→ PROBLEM
Convert every item below into a Markdown table with the columns Row and Line. Put each line's number under Row and its text under Line, and leave out blank lines.

→ DATASET EXCERPTS

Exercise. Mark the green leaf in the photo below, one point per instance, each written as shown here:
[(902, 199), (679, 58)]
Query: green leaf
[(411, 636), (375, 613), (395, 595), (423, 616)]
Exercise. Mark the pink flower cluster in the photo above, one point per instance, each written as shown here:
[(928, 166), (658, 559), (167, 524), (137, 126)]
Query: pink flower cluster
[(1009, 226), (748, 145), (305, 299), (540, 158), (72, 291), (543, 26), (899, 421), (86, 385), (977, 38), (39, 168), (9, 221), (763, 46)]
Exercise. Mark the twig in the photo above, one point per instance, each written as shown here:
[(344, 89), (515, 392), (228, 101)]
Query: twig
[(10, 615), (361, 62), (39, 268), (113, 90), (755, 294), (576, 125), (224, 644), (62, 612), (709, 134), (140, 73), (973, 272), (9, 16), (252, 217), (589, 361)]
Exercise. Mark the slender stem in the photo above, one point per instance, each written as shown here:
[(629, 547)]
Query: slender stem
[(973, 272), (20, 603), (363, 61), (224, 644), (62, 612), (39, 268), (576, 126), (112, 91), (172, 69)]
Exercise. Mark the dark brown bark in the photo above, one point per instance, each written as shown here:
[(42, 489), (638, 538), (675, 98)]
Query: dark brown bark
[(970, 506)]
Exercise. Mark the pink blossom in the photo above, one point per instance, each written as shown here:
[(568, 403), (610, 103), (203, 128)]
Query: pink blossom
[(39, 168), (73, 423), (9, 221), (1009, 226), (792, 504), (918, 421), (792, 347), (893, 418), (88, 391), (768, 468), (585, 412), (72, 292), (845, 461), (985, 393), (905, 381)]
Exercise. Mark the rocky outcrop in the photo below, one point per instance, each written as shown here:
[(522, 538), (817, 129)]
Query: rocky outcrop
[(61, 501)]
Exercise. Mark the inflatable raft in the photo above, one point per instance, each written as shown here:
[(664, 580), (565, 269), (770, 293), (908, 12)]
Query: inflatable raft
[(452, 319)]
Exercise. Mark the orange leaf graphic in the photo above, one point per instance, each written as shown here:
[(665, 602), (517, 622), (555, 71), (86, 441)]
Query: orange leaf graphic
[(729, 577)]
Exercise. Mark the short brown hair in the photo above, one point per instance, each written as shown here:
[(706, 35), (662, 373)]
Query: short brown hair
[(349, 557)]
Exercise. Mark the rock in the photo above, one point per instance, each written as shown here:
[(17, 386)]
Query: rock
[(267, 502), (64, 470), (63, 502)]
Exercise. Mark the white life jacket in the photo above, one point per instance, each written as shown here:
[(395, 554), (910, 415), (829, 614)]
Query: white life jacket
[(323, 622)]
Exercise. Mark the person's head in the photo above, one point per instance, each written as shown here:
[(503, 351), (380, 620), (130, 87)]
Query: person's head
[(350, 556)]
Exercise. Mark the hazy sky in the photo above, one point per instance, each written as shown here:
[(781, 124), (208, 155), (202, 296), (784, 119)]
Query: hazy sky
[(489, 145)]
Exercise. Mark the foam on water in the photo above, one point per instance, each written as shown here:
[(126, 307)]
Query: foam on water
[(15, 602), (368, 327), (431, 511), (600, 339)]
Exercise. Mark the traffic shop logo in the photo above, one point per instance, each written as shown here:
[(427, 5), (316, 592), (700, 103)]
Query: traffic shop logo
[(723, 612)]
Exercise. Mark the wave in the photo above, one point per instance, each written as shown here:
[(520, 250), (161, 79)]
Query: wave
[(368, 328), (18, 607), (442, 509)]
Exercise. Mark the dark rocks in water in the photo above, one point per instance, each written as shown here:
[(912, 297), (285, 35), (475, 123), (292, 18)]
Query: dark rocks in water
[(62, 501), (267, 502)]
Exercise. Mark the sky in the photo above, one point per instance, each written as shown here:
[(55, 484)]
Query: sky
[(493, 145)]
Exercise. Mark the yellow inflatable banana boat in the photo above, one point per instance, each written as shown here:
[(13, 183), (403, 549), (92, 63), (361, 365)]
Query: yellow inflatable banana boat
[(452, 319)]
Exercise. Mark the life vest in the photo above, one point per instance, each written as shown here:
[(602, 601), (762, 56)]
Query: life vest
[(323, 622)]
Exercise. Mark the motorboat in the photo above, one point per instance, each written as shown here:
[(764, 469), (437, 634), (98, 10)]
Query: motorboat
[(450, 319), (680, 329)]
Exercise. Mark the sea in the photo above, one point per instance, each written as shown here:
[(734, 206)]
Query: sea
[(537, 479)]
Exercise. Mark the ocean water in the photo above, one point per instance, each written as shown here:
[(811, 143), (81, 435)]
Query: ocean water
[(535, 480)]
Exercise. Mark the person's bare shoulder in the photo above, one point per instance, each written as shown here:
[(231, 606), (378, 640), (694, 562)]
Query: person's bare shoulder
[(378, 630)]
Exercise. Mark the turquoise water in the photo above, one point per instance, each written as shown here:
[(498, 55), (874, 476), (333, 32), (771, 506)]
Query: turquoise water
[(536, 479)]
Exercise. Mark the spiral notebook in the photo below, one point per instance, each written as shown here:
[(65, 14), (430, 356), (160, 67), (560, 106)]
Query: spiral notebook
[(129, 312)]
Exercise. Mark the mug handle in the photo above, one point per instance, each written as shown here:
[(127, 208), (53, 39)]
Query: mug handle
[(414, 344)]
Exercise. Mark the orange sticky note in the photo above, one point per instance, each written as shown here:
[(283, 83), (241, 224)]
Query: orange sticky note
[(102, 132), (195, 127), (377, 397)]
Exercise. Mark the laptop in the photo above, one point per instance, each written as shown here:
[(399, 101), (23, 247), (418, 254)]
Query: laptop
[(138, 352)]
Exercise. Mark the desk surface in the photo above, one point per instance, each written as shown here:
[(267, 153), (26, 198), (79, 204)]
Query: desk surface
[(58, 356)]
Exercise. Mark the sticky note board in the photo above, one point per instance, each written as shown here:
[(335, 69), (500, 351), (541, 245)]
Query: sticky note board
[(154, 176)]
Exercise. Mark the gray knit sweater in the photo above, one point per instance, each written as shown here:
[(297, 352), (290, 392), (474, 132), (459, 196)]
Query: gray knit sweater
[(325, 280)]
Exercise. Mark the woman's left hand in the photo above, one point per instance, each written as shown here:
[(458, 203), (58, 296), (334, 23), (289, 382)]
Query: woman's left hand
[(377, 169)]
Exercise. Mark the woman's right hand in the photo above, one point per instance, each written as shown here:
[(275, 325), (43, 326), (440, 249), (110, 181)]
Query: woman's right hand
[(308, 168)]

→ WRITTEN SOLUTION
| Row | Line |
|---|---|
| 1 | Exercise. Mark the green leaf in the photo below, one point per instance, each written as shown here: |
| 2 | [(902, 199), (679, 58)] |
| 3 | Query: green leaf |
| 4 | [(411, 636), (375, 613), (395, 595), (423, 616)] |
| 5 | Exercise. Mark the pink flower cluster in the photo above, one point per instance, each written as shown here: |
| 6 | [(928, 166), (658, 559), (167, 524), (137, 126)] |
| 7 | Query: pink flower cluster |
| 8 | [(1009, 226), (748, 145), (305, 299), (540, 158), (72, 291), (543, 26), (899, 421), (86, 385), (977, 38), (39, 168), (9, 221), (763, 46)] |
| 9 | Exercise. Mark the twig in the photo above, one point per instance, each written as shown here: |
| 10 | [(344, 89), (515, 392), (228, 101)] |
| 11 | Query: twig |
| 12 | [(10, 615), (361, 62), (39, 268), (113, 90), (755, 294), (576, 125), (224, 644), (62, 612), (709, 134), (140, 73), (973, 272), (9, 16), (252, 217), (589, 361)] |
| 13 | Exercise. Mark the slender stem in the photo above, one point per instance, each written as shown here: |
| 14 | [(629, 547)] |
| 15 | Query: slender stem |
| 16 | [(973, 272), (20, 603), (363, 61), (224, 644), (62, 612), (39, 268), (576, 126), (112, 91), (172, 69)] |
| 17 | Exercise. Mark the dark brown bark in the photo above, one point per instance, each written as shown here: |
| 18 | [(42, 489), (638, 538), (675, 98)] |
| 19 | Query: dark brown bark |
| 20 | [(970, 506)] |
| 21 | Exercise. Mark the pink blossom in the photo above, one point per instance, each written as shown here: |
| 22 | [(568, 403), (610, 103), (203, 128)] |
| 23 | Query: pink blossom |
| 24 | [(39, 168), (73, 423), (9, 221), (1009, 226), (792, 504), (918, 421), (792, 347), (893, 418), (88, 391), (768, 468), (585, 412), (72, 292), (845, 461), (985, 393), (905, 381)] |
| 25 | Exercise. Mark the rocky outcrop in the photo below, one point per instance, each written as shown here: |
| 26 | [(522, 538), (817, 129)] |
| 27 | Query: rocky outcrop |
| 28 | [(61, 501)] |
| 29 | Exercise. Mark the inflatable raft in the photo above, one point per instance, each written as shown here: |
| 30 | [(664, 580), (565, 269), (770, 293), (908, 12)] |
| 31 | Query: inflatable raft |
| 32 | [(452, 319)] |
| 33 | Exercise. Mark the orange leaf graphic in the photo above, one point per instance, each written as shown here: |
| 34 | [(665, 602), (517, 622), (555, 71), (86, 441)] |
| 35 | Query: orange leaf graphic |
| 36 | [(729, 577)] |
| 37 | Exercise. Mark the short brown hair in the photo above, one point per instance, each written as shown here: |
| 38 | [(706, 35), (662, 373)] |
| 39 | Query: short brown hair |
| 40 | [(349, 557)] |
| 41 | Exercise. Mark the rock in the photo above, one point per instance, each written as shown here: |
| 42 | [(17, 386)] |
| 43 | Query: rock |
| 44 | [(267, 502), (64, 470), (63, 502)] |
| 45 | Exercise. Mark the white life jacket in the photo above, one point per instance, each written as shown here: |
| 46 | [(395, 554), (910, 415), (829, 614)] |
| 47 | Query: white life jacket |
| 48 | [(323, 622)] |
| 49 | Exercise. Mark the person's head in the photo above, one point per instance, each written as shown here: |
| 50 | [(503, 351), (380, 620), (130, 87)] |
| 51 | Query: person's head |
| 52 | [(350, 556)] |
| 53 | Exercise. Mark the hazy sky in the photo above, one point per instance, each written as shown here: |
| 54 | [(781, 124), (208, 155), (202, 296), (784, 119)] |
| 55 | Query: hazy sky |
| 56 | [(489, 145)] |
| 57 | Exercise. Mark the foam on water in the photo above, one point per instance, each written as shown here: |
| 58 | [(126, 307)] |
| 59 | Query: foam on water |
| 60 | [(15, 602), (368, 327), (431, 511), (600, 339)] |
| 61 | Exercise. Mark the traffic shop logo in the photo above, one point per instance, each written as shown here: |
| 62 | [(427, 5), (316, 592), (700, 103)] |
| 63 | Query: traffic shop logo |
| 64 | [(723, 612)] |
| 65 | Exercise. Mark the wave in the photo above, one point per instance, each written as shown here: |
| 66 | [(520, 250), (161, 79)] |
| 67 | Query: wave |
| 68 | [(368, 328), (18, 607), (442, 509)] |
| 69 | Exercise. Mark the dark rocks in water in the photo above, one point per instance, each written as shown here: |
| 70 | [(912, 297), (285, 35), (475, 123), (292, 18)] |
| 71 | Query: dark rocks in water |
| 72 | [(62, 501), (267, 502)] |
| 73 | Exercise. Mark the sky in the photo above, one point per instance, each written as shown here: |
| 74 | [(55, 484)] |
| 75 | Query: sky |
| 76 | [(493, 145)] |
| 77 | Exercise. Mark the yellow inflatable banana boat in the photo above, one point per instance, each written as shown here: |
| 78 | [(13, 183), (403, 549), (92, 63), (361, 365)] |
| 79 | Query: yellow inflatable banana boat |
| 80 | [(452, 319)] |
| 81 | Exercise. Mark the life vest in the photo above, one point per instance, each written as shown here: |
| 82 | [(602, 601), (762, 56)] |
| 83 | Query: life vest |
| 84 | [(323, 622)] |
| 85 | Exercise. Mark the motorboat in the photo above, one point per instance, each written as shown here: |
| 86 | [(764, 469), (437, 634), (98, 10)] |
| 87 | Query: motorboat |
| 88 | [(450, 319), (680, 329)] |
| 89 | Exercise. Mark the sea in the photo above, one point per instance, each written as shown here: |
| 90 | [(734, 206)] |
| 91 | Query: sea |
| 92 | [(537, 479)] |
| 93 | Exercise. Mark the ocean water in the photo above, one point per instance, each written as shown here: |
| 94 | [(811, 143), (81, 435)] |
| 95 | Query: ocean water |
| 96 | [(535, 480)] |
| 97 | Exercise. Mark the person's bare shoulder in the photo above, one point per instance, each written as shown here: |
| 98 | [(231, 606), (378, 640), (694, 562)] |
| 99 | Query: person's bare shoulder |
| 100 | [(378, 630)] |
| 101 | Exercise. Mark the turquoise water in the photo above, one point per instance, each written as shown here: |
| 102 | [(498, 55), (874, 476), (333, 32), (771, 506)] |
| 103 | Query: turquoise water |
| 104 | [(536, 479)] |
| 105 | Exercise. Mark the spiral notebook in the photo below, one point per instance, each written as shown here: |
| 106 | [(65, 14), (430, 356), (160, 67), (560, 106)] |
| 107 | Query: spiral notebook |
| 108 | [(129, 312)] |
| 109 | Exercise. Mark the mug handle in the photo above, one point per instance, each written as shown here: |
| 110 | [(127, 208), (53, 39)] |
| 111 | Query: mug handle |
| 112 | [(414, 344)] |
| 113 | Exercise. Mark the orange sticky note in the photo above, one point per instance, each written as shown here: |
| 114 | [(283, 83), (241, 224)] |
| 115 | Query: orange sticky note |
| 116 | [(102, 132), (195, 127), (377, 397)] |
| 117 | Exercise. Mark the laptop in the photo above, one point per instance, each written as shown here: |
| 118 | [(399, 101), (23, 247), (418, 254)] |
| 119 | Query: laptop |
| 120 | [(138, 352)] |
| 121 | Exercise. Mark the desk surface in the photo above, one point per instance, each written as shown here: |
| 122 | [(267, 153), (26, 198), (79, 204)] |
| 123 | Query: desk surface |
| 124 | [(58, 356)] |
| 125 | Exercise. Mark the sticky note board in the photo above, one point per instance, each written as shown here: |
| 126 | [(335, 69), (500, 351), (541, 245)] |
| 127 | Query: sticky note board |
| 128 | [(154, 176)] |
| 129 | Exercise. Mark the gray knit sweater in the photo above, one point per instance, each written as shown here: |
| 130 | [(297, 352), (290, 392), (474, 132), (459, 196)] |
| 131 | Query: gray knit sweater |
| 132 | [(325, 280)] |
| 133 | Exercise. Mark the woman's left hand in the photo above, one point per instance, each written as shown here: |
| 134 | [(458, 203), (58, 296), (334, 23), (289, 382)] |
| 135 | Query: woman's left hand |
| 136 | [(377, 169)] |
| 137 | Exercise. Mark the woman's right hand in the photo above, one point per instance, each written as shown here: |
| 138 | [(275, 325), (43, 326), (440, 249), (110, 181)] |
| 139 | Query: woman's right hand |
| 140 | [(308, 168)] |